*Work to be completed*
Once the pictures are set aside, reproduce the remaining data exactly.

*Input material*
- Opening Delimiter -

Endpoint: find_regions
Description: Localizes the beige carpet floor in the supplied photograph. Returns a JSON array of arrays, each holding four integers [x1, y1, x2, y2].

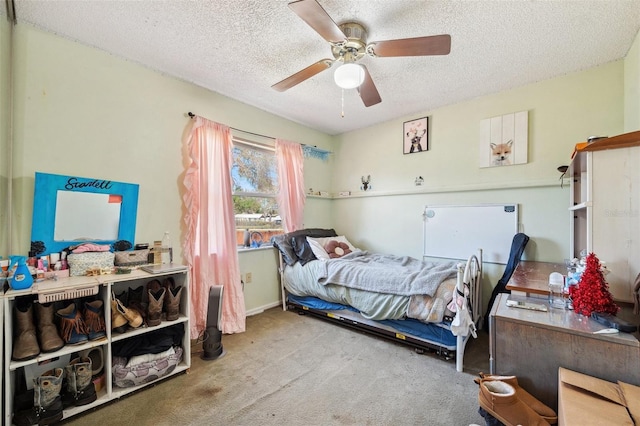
[[62, 307, 490, 426]]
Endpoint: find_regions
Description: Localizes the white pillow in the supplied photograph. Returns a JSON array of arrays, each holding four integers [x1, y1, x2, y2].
[[307, 235, 358, 260], [306, 237, 330, 260]]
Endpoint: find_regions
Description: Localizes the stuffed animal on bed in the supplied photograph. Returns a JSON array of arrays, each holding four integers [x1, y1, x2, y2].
[[325, 240, 352, 258]]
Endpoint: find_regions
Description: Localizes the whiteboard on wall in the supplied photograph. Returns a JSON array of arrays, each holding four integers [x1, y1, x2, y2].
[[423, 204, 519, 264]]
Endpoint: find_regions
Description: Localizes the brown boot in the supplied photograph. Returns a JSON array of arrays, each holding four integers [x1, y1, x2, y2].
[[115, 297, 143, 328], [479, 373, 557, 424], [126, 285, 147, 326], [12, 298, 41, 361], [110, 294, 129, 333], [35, 302, 65, 353], [164, 285, 182, 321], [162, 277, 175, 309], [147, 279, 162, 294], [128, 285, 144, 306], [147, 287, 166, 326], [478, 379, 548, 426]]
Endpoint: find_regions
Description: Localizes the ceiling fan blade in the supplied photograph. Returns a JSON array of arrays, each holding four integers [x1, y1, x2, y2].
[[272, 59, 333, 92], [358, 65, 381, 107], [288, 0, 346, 43], [368, 34, 451, 57]]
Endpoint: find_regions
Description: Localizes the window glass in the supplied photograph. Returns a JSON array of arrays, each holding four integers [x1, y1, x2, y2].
[[232, 138, 283, 247]]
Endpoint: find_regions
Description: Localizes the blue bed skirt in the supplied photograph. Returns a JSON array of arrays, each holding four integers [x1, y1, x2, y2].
[[287, 294, 457, 348]]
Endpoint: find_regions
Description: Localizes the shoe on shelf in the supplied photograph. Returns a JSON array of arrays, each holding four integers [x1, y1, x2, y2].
[[162, 277, 175, 308], [62, 357, 97, 408], [56, 303, 89, 345], [128, 285, 144, 306], [125, 285, 147, 327], [115, 296, 143, 329], [147, 287, 166, 326], [83, 300, 107, 341], [147, 279, 162, 294], [13, 368, 64, 426], [12, 298, 41, 361], [114, 289, 128, 308], [80, 346, 105, 377], [164, 285, 183, 321], [35, 302, 65, 353], [110, 292, 129, 333]]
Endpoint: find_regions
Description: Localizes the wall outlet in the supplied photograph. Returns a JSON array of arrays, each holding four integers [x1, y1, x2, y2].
[[245, 272, 252, 283]]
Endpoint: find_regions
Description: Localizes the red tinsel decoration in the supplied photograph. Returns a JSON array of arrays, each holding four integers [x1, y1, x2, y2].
[[569, 253, 618, 316]]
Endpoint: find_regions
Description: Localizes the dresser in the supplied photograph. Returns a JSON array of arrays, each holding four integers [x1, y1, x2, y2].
[[489, 293, 640, 411]]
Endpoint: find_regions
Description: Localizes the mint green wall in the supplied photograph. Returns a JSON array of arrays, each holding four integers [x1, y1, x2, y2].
[[625, 30, 640, 131], [9, 24, 333, 313], [0, 16, 10, 258], [331, 61, 625, 305], [332, 61, 624, 258]]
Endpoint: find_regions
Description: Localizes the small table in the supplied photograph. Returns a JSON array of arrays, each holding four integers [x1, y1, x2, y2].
[[489, 293, 640, 411], [506, 261, 567, 297]]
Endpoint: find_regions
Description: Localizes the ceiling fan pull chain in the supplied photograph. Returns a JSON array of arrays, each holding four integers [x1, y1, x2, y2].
[[341, 88, 345, 118]]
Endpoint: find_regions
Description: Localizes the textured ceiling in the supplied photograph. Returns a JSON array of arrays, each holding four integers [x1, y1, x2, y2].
[[8, 0, 640, 135]]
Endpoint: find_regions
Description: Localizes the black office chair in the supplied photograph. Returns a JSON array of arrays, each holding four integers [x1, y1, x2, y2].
[[484, 233, 530, 327]]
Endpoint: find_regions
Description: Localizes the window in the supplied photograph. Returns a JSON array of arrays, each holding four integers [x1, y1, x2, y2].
[[232, 137, 283, 247]]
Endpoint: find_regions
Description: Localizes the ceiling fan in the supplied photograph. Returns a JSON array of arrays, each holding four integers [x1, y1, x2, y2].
[[271, 0, 451, 107]]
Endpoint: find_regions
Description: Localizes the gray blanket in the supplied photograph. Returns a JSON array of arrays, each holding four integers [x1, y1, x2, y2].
[[317, 251, 458, 297]]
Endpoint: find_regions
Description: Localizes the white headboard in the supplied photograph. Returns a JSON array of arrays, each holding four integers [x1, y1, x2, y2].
[[423, 204, 519, 264]]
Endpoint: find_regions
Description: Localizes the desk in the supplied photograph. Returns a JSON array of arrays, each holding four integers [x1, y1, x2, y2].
[[506, 261, 566, 297], [489, 293, 640, 411]]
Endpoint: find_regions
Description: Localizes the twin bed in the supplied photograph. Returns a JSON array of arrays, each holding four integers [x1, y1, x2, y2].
[[272, 228, 483, 372]]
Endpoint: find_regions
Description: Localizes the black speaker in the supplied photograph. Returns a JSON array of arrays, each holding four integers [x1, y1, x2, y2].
[[201, 285, 225, 361]]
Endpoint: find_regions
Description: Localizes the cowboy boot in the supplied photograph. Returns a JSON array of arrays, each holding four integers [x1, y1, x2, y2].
[[478, 379, 548, 426], [164, 285, 183, 321], [80, 346, 105, 377], [13, 369, 34, 414], [83, 300, 107, 341], [13, 368, 64, 426], [114, 289, 128, 307], [115, 297, 143, 328], [128, 285, 144, 306], [62, 357, 97, 407], [478, 373, 557, 424], [147, 287, 166, 326], [162, 277, 175, 311], [127, 285, 147, 326], [110, 293, 129, 333], [12, 298, 41, 361], [55, 303, 89, 345], [35, 302, 65, 353]]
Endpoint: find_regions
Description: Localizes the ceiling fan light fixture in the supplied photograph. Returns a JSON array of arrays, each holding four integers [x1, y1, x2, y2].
[[334, 63, 365, 89]]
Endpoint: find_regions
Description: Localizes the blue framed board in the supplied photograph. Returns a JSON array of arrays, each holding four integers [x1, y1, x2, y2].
[[31, 172, 139, 255], [423, 204, 519, 264]]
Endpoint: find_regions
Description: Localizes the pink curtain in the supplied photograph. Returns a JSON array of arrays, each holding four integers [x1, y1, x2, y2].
[[182, 116, 245, 337], [275, 139, 306, 232]]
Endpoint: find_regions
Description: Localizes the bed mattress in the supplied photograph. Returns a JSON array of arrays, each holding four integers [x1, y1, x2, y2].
[[282, 257, 457, 323]]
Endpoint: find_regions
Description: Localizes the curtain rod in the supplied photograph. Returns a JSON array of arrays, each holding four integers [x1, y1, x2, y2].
[[186, 111, 332, 159], [188, 111, 276, 142]]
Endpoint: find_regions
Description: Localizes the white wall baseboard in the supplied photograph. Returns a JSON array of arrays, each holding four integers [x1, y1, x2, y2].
[[246, 300, 282, 317]]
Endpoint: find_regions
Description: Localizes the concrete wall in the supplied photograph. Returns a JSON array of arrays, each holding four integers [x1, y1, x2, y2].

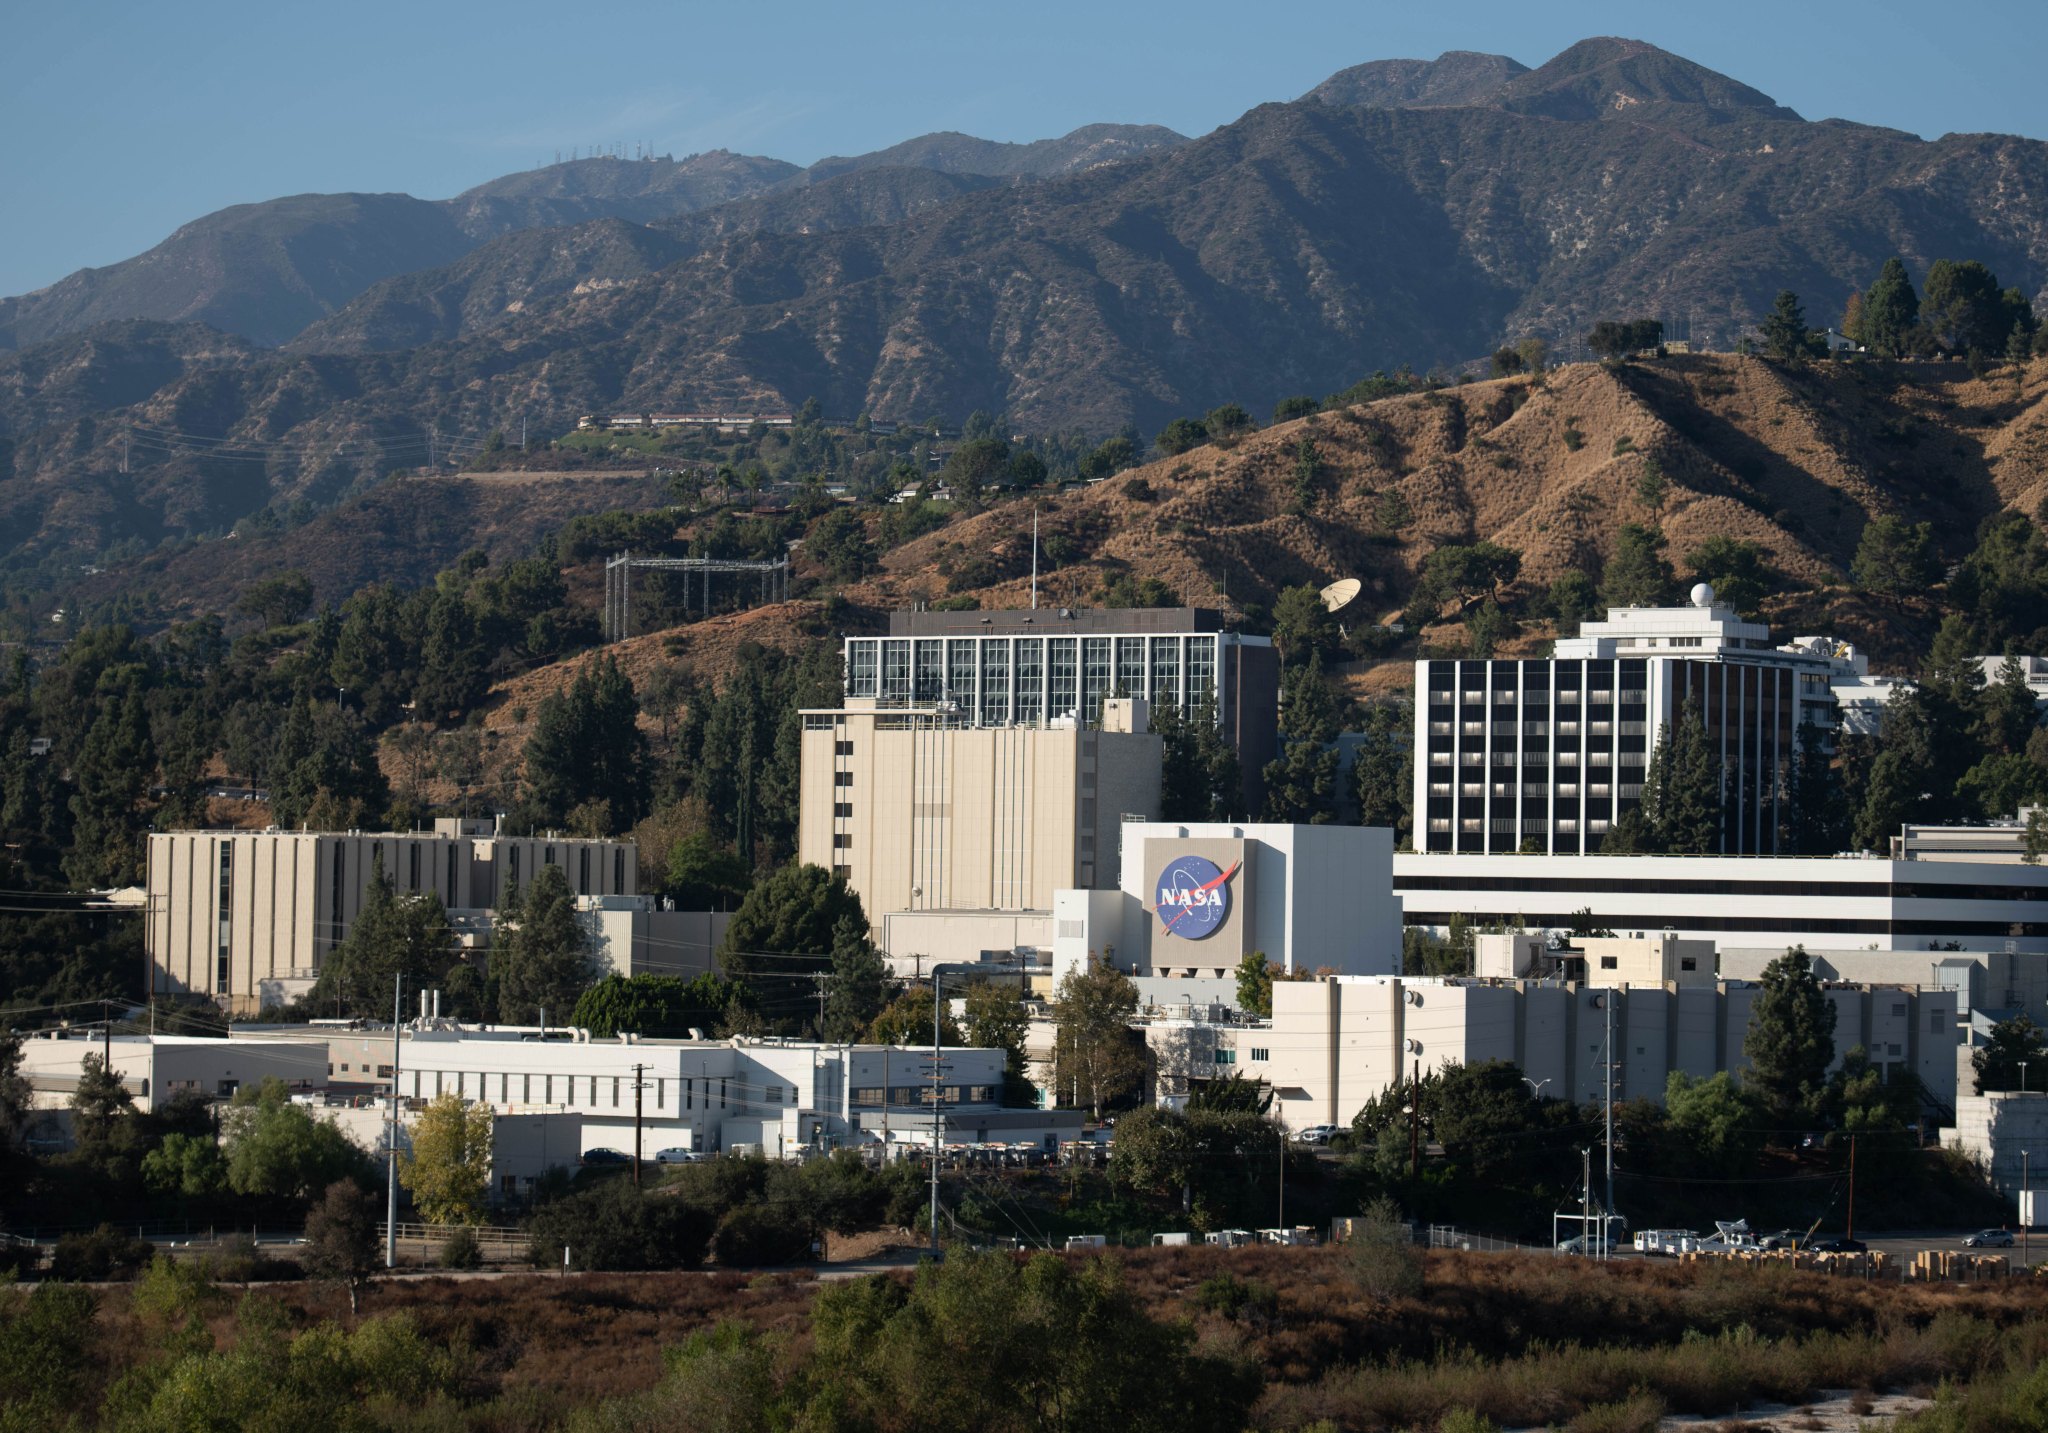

- Closing Delimiter -

*Solution to this problem*
Endpoint: find_regions
Description: Localizes the beige carpet floor in the supplied photograph. Returns a JSON array of arrays, each holding four integers [x1, y1, x2, y2].

[[62, 307, 490, 426]]
Endpoint: find_regions
Description: Localizes the white pillow in the supplied photograph. Returns a JSON array of arrays, each holding four integers [x1, y1, x2, y2].
[[307, 235, 358, 260], [306, 237, 330, 260]]
Endpoint: find_regions
Description: Localizes the stuffed animal on bed in the supplied photograph. Returns a JSON array of arrays, each holding four integers [x1, y1, x2, y2].
[[325, 240, 352, 258]]
Endpoint: find_regions
Description: Localizes the whiteboard on wall in the supplied photograph. Returns a JSON array of arrays, each holding four integers [x1, y1, x2, y2].
[[423, 204, 519, 264]]
Endpoint: find_regions
Description: Localizes the brown boot in the supplied photograph. Returns a JSON array of arrays, each holding four integers [x1, y1, x2, y2].
[[115, 297, 143, 328], [479, 373, 557, 424], [126, 285, 147, 326], [12, 298, 41, 361], [110, 294, 129, 333], [35, 302, 65, 353], [164, 285, 182, 321], [162, 277, 175, 309], [147, 279, 162, 294], [128, 285, 144, 306], [147, 287, 166, 326], [478, 379, 548, 426]]
Endpoint: find_regions
Description: Localizes the ceiling fan blade in the supplied photograph. Returns a JSON array of arrays, each holding four integers [x1, y1, x2, y2].
[[272, 59, 333, 92], [358, 65, 381, 107], [288, 0, 346, 43], [368, 34, 451, 57]]
Endpoint: find_regions
Description: Localizes the window glass in the supplied photograph. Returns a JSON array of arrays, each holding four integers [x1, y1, x2, y2].
[[232, 138, 283, 247]]
Endpoint: find_regions
Description: Localizes the blue bed skirt in the supplied photograph. Returns a JSON array of arrays, each holding four integers [x1, y1, x2, y2].
[[287, 294, 457, 348]]
Endpoint: find_regions
Description: Localizes the shoe on shelf in the supplied photograph. Returns a JSON array of arrays, each holding four integers [x1, y1, x2, y2].
[[162, 277, 175, 308], [62, 357, 97, 408], [56, 303, 89, 345], [128, 285, 144, 306], [125, 285, 147, 327], [115, 296, 143, 329], [147, 287, 166, 326], [83, 300, 107, 341], [147, 279, 162, 294], [13, 368, 64, 426], [12, 298, 41, 361], [114, 289, 128, 308], [80, 346, 105, 377], [164, 285, 183, 321], [35, 302, 65, 353], [110, 292, 129, 333]]
Endpoint: find_regions
Description: Localizes the wall outlet in the supplied photograph. Returns a JSON array of arrays, each holding four integers [x1, y1, x2, y2].
[[245, 272, 252, 283]]
Endpoint: find_regions
Description: Localizes the red tinsel decoration in the supplied photograph. Returns a JSON array of arrays, each holding four integers [x1, y1, x2, y2].
[[569, 253, 618, 316]]
Endpoint: find_regions
Description: Localizes the dresser in the supplied photograph. Returns a JSON array of arrays, each holding four integers [x1, y1, x2, y2].
[[489, 293, 640, 411]]
Endpoint: find_regions
Description: Localizes the mint green wall in the supplied photograph. Returns a JSON array of arrays, each holding four integers [x1, y1, x2, y2].
[[625, 30, 640, 131], [9, 24, 333, 313], [0, 16, 10, 258], [331, 61, 625, 305], [332, 61, 624, 258]]
Endpoint: find_regions
Description: Localizes the small table in the supplied photograph. Returns a JSON array of arrays, each holding four integers [x1, y1, x2, y2].
[[489, 293, 640, 411], [506, 261, 567, 297]]
Endpoint: find_regions
Description: Localizes the ceiling fan pull chain in the supplied photograph. Returns a JSON array of arrays, each holding four integers [x1, y1, x2, y2].
[[341, 88, 345, 118]]
Endpoint: find_regions
Description: Localizes the textured ceiling in the supplied photograph. Returns a JSON array of arrays, each holding four integers [x1, y1, x2, y2].
[[8, 0, 640, 135]]
Endpoint: find_regions
Description: Localizes the black office chair in the supplied photograph. Returns a JSON array of arrays, each holding four integers [x1, y1, x2, y2].
[[484, 233, 530, 327]]
Endpoint: find_regions
Description: Localizes the window in the supplied photograph. Returns a JSON array of arrays, each holding four integers [x1, y1, x2, y2].
[[232, 137, 283, 247]]
Endpoint: find_regions
Description: Localizes the ceiling fan in the supplied photograph. Returns a JSON array of arrays, each holding four integers [x1, y1, x2, y2].
[[271, 0, 451, 107]]
Endpoint: find_regions
Description: Localizes the gray blanket in the supplied photograph. Returns a JSON array of arrays, each holding four integers [x1, y1, x2, y2].
[[317, 251, 458, 297]]
Endpoint: find_regions
Description: Localizes the white headboard in the supplied photograph. Returns a JSON array of arrays, each holding four integers [x1, y1, x2, y2].
[[423, 204, 519, 264]]
Endpoint: find_regions
Description: Localizes the desk in the supplied photograph. Returns a JSON array of arrays, each holding four integers [x1, y1, x2, y2].
[[506, 261, 566, 297], [489, 293, 640, 411]]
Endpoint: find_regions
Description: Localizes the twin bed in the supplied photograph. Returns a JSON array of arrays, each holding four integers [x1, y1, x2, y2].
[[272, 228, 483, 372]]
Endpoint: find_regions
Description: Localizes the black speaker in the supplied photograph. Returns a JSON array of arrays, each holding four integers [x1, y1, x2, y2].
[[201, 285, 225, 361]]
Endpoint: find_regions
Description: Localizes the cowboy boot in the supplied photograph. Returns a JSON array of arrays, each holding four integers [x1, y1, x2, y2].
[[478, 379, 548, 426], [164, 285, 183, 321], [80, 346, 105, 377], [13, 369, 34, 414], [83, 300, 107, 341], [13, 368, 64, 426], [114, 289, 128, 307], [115, 297, 143, 328], [128, 285, 144, 306], [62, 357, 97, 407], [478, 373, 557, 424], [147, 287, 166, 326], [162, 277, 175, 311], [127, 285, 147, 326], [110, 293, 129, 333], [12, 298, 41, 361], [55, 303, 89, 345], [35, 302, 65, 353]]
Endpoint: find_regions
Description: Localizes the ceiling fan light fixture in the supplied photograph. Returns a JSON array of arrays, each holding four integers [x1, y1, x2, y2].
[[334, 63, 365, 89]]
Endpoint: find_regions
Description: Localizes the blue framed board in the supplied photograph. Returns a JSON array of arrays, each holding four integers [x1, y1, x2, y2].
[[31, 172, 139, 255], [423, 204, 519, 264]]
Endpoint: find_regions
Description: Localizes the pink curtain in the supplied photograph. Returns a JSON array of arrays, each holding four integers [x1, y1, x2, y2].
[[182, 116, 245, 337], [275, 139, 306, 232]]
Endpoint: find_regions
Description: Localizes the bed mattress in the supplied photograph. Returns a JSON array of arrays, each holding four integers [x1, y1, x2, y2].
[[282, 257, 457, 323]]
Endpoint: find_regions
Description: Localizes the curtain rod in the supplied photograph. Returns a JSON array of arrays, each holding four integers [x1, y1, x2, y2].
[[186, 111, 332, 159], [188, 111, 276, 142]]
Endpoint: find_regions
Description: Localizes the white wall baseboard in the supplied photograph. Returns a JSON array of arrays, each holding four integers [x1, y1, x2, y2].
[[246, 300, 282, 317]]
Endpoint: find_regions
Description: Localizes the concrete wall in the supplied photograph. Returns a JSON array of arrays, each holding four integers [x1, y1, x2, y2].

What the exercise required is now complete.